**Document section**
↓
Write-Heavy Architecture Overview

The key insight: writes flow through layers. Each layer absorbs pressure so the next layer can process at its own pace. Let’s work through each pattern.

Pattern 1: Async Write Queues — Absorb the Spike

The single most effective pattern for write scaling: don’t write to the database synchronously. Put a queue in front of it.

The queue acts as a shock absorber. Traffic spikes hit the queue, not the database. Workers consume at a steady rate the database can handle.

Implementation with Kafka

import { Kafka, Partitioners } from 'kafkajs';

const kafka = new Kafka({
  brokers: [process.env.KAFKA_BROKER],
  clientId: 'write-service',
});

// --- Producer: API Server ---
const producer = kafka.producer({
  createPartitioner: Partitioners.DefaultPartitioner,
});

async function handleOrderCreate(req: Request, res: Response) {
  const order = req.body;

  // Validate synchronously
  if (!order.items?.length) {
    return res.status(400).json({ error: 'Empty order' });
  }

  // Enqueue — returns instantly
  await producer.send({
    topic: 'orders',
    messages: [{
      key: order.userId, // Same user = same partition = ordering
      value: JSON.stringify({
        type: 'ORDER_CREATED',
        payload: order,
        timestamp: Date.now(),
      }),
    }],
  });

  // Return 202 Accepted — not 201 Created
  res.status(202).json({
    status: 'accepted',
    message: 'Order is being processed',
  });
}

// --- Consumer: Worker ---
const consumer = kafka.consumer({ groupId: 'order-writers' });

async function startWorker() {
  await consumer.connect();
  await consumer.subscribe({ topic: 'orders', fromBeginning: false });

  await consumer.run({
    eachMessage: async ({ message, heartbeat }) => {
      const event = JSON.parse(message.value.toString());

      try {
        await processOrder(event.payload);
        // Offset auto-committed on success
      } catch (err) {
        // Send to dead-letter queue for manual review
        await producer.send({
          topic: 'orders-dlq',
          messages: [{ value: message.value }],
        });
      }

      await heartbeat();
    },
  });
}

Key Design Decisions

Return 202, not 201. The write hasn’t happened yet. The client gets a fast acknowledgment, and the actual write happens asynchronously. If the client needs confirmation, use a webhook or polling endpoint.
↑
**What the task requires**
Extract the passage of the write-heavy architecture overview from "The key insight: writes" to "database can handle.", copying it word for word.

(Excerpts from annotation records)
↓
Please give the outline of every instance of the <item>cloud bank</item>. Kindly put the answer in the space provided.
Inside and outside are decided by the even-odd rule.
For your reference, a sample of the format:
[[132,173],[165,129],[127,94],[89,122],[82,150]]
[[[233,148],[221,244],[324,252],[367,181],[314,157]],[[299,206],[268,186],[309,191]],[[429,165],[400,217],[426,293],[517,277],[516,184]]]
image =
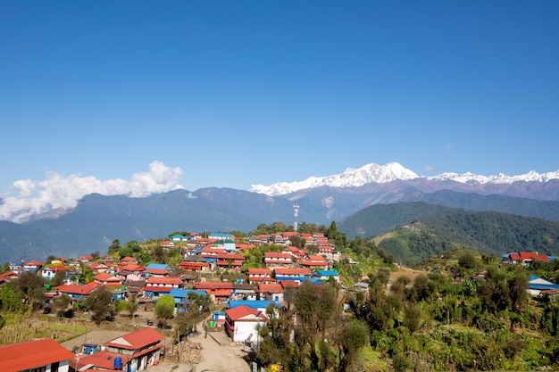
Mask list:
[[89,194],[146,197],[182,188],[177,180],[182,174],[179,168],[170,168],[161,161],[152,161],[149,170],[136,173],[131,180],[100,181],[95,177],[63,175],[48,172],[44,181],[21,179],[13,184],[15,196],[6,195],[0,204],[0,220],[22,223],[36,214],[56,209],[71,209]]

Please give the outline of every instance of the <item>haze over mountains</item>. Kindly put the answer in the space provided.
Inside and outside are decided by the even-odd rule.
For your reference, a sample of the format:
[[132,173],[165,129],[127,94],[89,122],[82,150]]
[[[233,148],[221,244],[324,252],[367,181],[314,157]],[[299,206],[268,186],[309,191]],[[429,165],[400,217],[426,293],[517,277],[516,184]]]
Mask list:
[[326,178],[254,186],[250,191],[210,187],[147,197],[90,194],[73,209],[36,215],[22,224],[0,221],[0,262],[18,260],[23,252],[28,260],[104,253],[113,239],[125,244],[174,231],[247,233],[260,223],[293,225],[294,203],[299,205],[299,222],[330,225],[373,204],[418,201],[558,221],[559,172],[427,178],[398,163],[369,164]]

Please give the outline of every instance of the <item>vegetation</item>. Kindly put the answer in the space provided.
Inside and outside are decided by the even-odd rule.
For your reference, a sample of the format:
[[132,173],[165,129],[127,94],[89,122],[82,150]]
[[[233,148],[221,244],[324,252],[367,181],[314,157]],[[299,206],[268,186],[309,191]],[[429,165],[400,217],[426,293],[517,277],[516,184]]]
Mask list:
[[[522,227],[519,221],[526,225]],[[467,224],[471,228],[463,226]],[[500,227],[506,224],[506,228]],[[498,213],[458,213],[418,220],[374,241],[347,239],[336,223],[328,227],[302,225],[305,231],[316,228],[337,242],[342,258],[333,269],[344,286],[333,281],[304,282],[298,289],[288,290],[284,306],[268,309],[270,322],[259,329],[256,355],[265,367],[279,364],[288,372],[534,370],[559,366],[559,301],[532,298],[526,292],[531,274],[556,283],[559,262],[502,265],[491,250],[474,249],[481,236],[490,242],[501,234],[506,242],[510,236],[504,232],[507,231],[514,234],[511,239],[539,244],[543,237],[529,233],[538,228],[547,237],[546,246],[553,247],[553,224],[540,225],[534,219],[507,219]],[[271,232],[281,227],[263,224],[255,231]],[[459,241],[449,233],[459,229],[469,231],[471,240]],[[305,246],[306,242],[295,240]],[[175,265],[180,260],[178,250],[159,249],[160,242],[121,245],[115,240],[108,251],[116,260],[125,254],[142,262]],[[488,246],[488,243],[485,247]],[[282,248],[263,246],[244,252],[243,270],[261,267],[264,252]],[[415,271],[398,271],[402,261],[417,262]],[[76,278],[87,282],[91,276],[82,267]],[[368,288],[352,286],[359,282]],[[2,343],[53,332],[56,322],[32,323],[20,329],[14,326],[31,315],[42,316],[46,307],[44,293],[45,281],[35,273],[25,273],[2,287]],[[49,306],[48,316],[57,317],[60,324],[76,311],[88,311],[93,321],[103,324],[113,321],[119,310],[134,317],[138,299],[131,296],[114,302],[111,291],[98,288],[73,306],[64,296]],[[176,341],[188,337],[212,310],[208,296],[194,293],[180,312],[175,314],[174,307],[174,299],[163,295],[154,312],[162,324],[171,323]]]

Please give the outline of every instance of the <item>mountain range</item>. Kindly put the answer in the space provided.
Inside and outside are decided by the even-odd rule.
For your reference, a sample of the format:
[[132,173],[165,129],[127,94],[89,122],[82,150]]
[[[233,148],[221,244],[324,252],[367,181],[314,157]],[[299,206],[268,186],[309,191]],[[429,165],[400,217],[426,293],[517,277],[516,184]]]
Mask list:
[[[374,204],[423,202],[471,211],[495,211],[559,221],[559,172],[508,177],[446,174],[419,177],[397,163],[369,164],[340,175],[296,183],[253,186],[250,191],[202,188],[174,190],[145,198],[89,194],[76,208],[35,216],[16,224],[0,221],[0,262],[104,253],[121,244],[165,237],[174,231],[250,232],[261,223],[298,221],[344,226]],[[379,216],[390,220],[391,216]],[[393,228],[387,226],[386,228]],[[370,237],[369,227],[340,229]],[[367,234],[371,234],[367,232]]]

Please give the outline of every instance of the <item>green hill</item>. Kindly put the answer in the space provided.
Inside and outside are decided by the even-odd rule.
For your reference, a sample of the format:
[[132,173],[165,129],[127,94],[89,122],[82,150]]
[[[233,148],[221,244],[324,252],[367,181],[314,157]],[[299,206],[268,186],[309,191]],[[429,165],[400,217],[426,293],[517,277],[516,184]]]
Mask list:
[[[362,232],[402,263],[454,248],[500,256],[530,251],[559,255],[559,222],[423,203],[374,205],[338,224],[349,237]],[[389,234],[388,234],[389,232]]]

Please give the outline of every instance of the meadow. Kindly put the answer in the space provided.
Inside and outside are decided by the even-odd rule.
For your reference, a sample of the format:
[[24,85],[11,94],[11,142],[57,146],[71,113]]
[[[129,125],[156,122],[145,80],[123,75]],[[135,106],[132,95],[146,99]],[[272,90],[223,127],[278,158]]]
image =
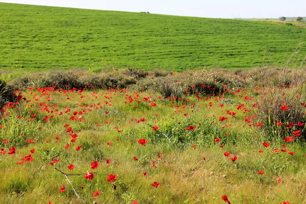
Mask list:
[[2,203],[306,201],[304,70],[132,71],[6,84]]
[[1,3],[0,13],[0,68],[6,70],[280,67],[306,40],[305,28],[290,23]]

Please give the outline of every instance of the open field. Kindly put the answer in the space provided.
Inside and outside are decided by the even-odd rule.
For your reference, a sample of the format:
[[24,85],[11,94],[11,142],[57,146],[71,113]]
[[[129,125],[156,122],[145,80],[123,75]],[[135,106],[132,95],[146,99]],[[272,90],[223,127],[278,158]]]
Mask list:
[[0,13],[1,69],[279,66],[306,40],[304,28],[257,21],[6,3]]
[[10,82],[2,203],[306,202],[304,70],[124,71]]

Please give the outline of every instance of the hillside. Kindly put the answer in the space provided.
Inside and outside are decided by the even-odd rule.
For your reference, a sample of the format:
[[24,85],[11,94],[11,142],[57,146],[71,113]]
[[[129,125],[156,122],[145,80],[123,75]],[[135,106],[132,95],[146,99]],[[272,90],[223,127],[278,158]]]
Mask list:
[[0,13],[1,69],[280,66],[306,40],[304,28],[257,21],[7,3]]

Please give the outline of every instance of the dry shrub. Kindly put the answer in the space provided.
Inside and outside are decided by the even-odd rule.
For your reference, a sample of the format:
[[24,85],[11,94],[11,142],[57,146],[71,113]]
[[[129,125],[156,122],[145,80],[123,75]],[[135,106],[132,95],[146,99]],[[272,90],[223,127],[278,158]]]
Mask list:
[[[306,139],[305,125],[298,125],[306,122],[306,75],[301,70],[278,71],[271,78],[263,77],[265,83],[269,79],[270,83],[262,87],[261,94],[256,98],[257,122],[263,121],[262,130],[275,139],[292,136],[296,130]],[[282,110],[280,106],[289,109]]]
[[11,84],[16,89],[27,87],[54,87],[58,89],[71,89],[95,88],[125,88],[135,84],[136,81],[118,71],[106,71],[99,73],[84,71],[43,72],[16,79]]
[[127,69],[124,69],[121,71],[124,74],[128,76],[132,77],[135,79],[142,79],[145,78],[148,75],[149,73],[144,70],[139,70],[137,68],[128,68]]
[[14,92],[14,89],[13,87],[0,80],[0,110],[7,102],[15,101],[16,96]]

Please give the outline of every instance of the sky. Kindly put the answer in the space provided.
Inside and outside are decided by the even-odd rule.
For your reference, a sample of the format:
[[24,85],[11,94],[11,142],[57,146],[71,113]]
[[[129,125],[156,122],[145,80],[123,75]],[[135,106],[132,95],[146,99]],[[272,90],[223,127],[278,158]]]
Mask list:
[[277,18],[306,16],[306,0],[11,0],[0,2],[186,16]]

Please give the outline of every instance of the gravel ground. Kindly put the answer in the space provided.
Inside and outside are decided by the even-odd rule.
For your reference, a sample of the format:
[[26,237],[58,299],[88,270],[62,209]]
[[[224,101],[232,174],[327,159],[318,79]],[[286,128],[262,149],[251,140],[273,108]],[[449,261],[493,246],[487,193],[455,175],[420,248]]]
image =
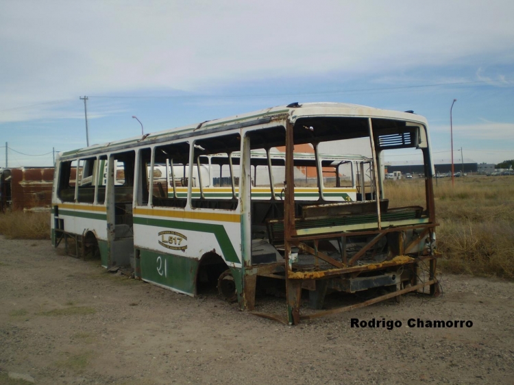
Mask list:
[[[97,262],[62,255],[49,241],[0,238],[0,384],[512,384],[514,378],[513,282],[447,275],[437,299],[408,295],[401,303],[290,327],[240,312],[212,292],[192,298],[110,274]],[[260,301],[284,307],[283,299]],[[352,318],[402,326],[356,328]],[[473,325],[409,327],[410,319]]]

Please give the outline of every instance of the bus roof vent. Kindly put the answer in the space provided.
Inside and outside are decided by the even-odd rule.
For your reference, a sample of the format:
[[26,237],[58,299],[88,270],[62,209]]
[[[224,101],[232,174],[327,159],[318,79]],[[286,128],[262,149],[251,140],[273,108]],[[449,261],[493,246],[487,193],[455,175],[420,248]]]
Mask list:
[[412,145],[413,140],[410,132],[380,135],[378,137],[378,145],[380,147],[397,147]]

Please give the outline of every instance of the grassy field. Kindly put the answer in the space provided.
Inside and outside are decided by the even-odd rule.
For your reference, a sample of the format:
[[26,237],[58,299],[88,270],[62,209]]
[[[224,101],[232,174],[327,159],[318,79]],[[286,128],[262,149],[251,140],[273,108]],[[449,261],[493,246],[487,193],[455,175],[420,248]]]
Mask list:
[[[386,196],[425,207],[424,189],[423,179],[387,181]],[[514,177],[440,179],[434,194],[443,271],[514,278]]]
[[[434,184],[443,271],[514,278],[514,177],[450,178]],[[390,206],[425,207],[421,179],[386,181]],[[0,214],[0,234],[49,239],[48,212]]]

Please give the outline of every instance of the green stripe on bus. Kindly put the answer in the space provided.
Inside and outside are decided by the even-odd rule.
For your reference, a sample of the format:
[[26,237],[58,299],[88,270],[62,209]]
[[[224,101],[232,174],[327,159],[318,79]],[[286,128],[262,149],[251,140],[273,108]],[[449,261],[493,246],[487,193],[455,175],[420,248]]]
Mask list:
[[211,225],[209,223],[198,223],[196,222],[185,222],[182,221],[171,221],[169,219],[155,219],[154,218],[142,218],[134,216],[134,225],[145,225],[158,227],[168,227],[181,230],[191,230],[204,233],[213,234],[216,240],[221,247],[225,259],[233,263],[241,263],[236,251],[232,246],[230,238],[225,230],[223,225]]
[[66,216],[77,216],[78,218],[88,218],[90,219],[99,219],[107,221],[106,214],[98,214],[96,212],[84,212],[83,211],[70,211],[69,210],[60,210],[59,216],[66,215]]

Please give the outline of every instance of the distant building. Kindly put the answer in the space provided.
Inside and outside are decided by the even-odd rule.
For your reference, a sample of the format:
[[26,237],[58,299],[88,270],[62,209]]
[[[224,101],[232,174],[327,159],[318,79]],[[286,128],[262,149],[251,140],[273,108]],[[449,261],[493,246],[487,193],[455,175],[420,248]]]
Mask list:
[[[402,174],[409,173],[411,174],[423,174],[425,171],[423,164],[388,164],[386,166],[387,173],[393,173],[394,171],[401,171]],[[444,174],[452,172],[451,163],[439,163],[435,164],[434,168],[438,174]],[[454,163],[454,171],[467,173],[477,173],[478,171],[478,164],[476,162],[469,163]],[[493,171],[494,171],[494,164],[493,164]]]

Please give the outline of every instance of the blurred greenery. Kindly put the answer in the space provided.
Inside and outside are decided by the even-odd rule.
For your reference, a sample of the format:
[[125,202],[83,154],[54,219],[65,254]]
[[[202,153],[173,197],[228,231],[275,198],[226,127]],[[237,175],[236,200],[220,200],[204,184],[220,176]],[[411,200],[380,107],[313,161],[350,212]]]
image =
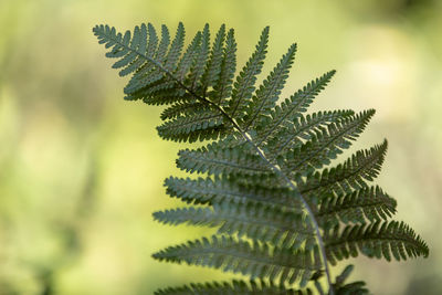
↑
**Answer in full**
The key insight: writes flow through layers. Each layer absorbs pressure so the next layer can process at its own pace. Let’s work through each pattern.

Pattern 1: Async Write Queues — Absorb the Spike

The single most effective pattern for write scaling: don’t write to the database synchronously. Put a queue in front of it.

The queue acts as a shock absorber. Traffic spikes hit the queue, not the database. Workers consume at a steady rate the database can handle.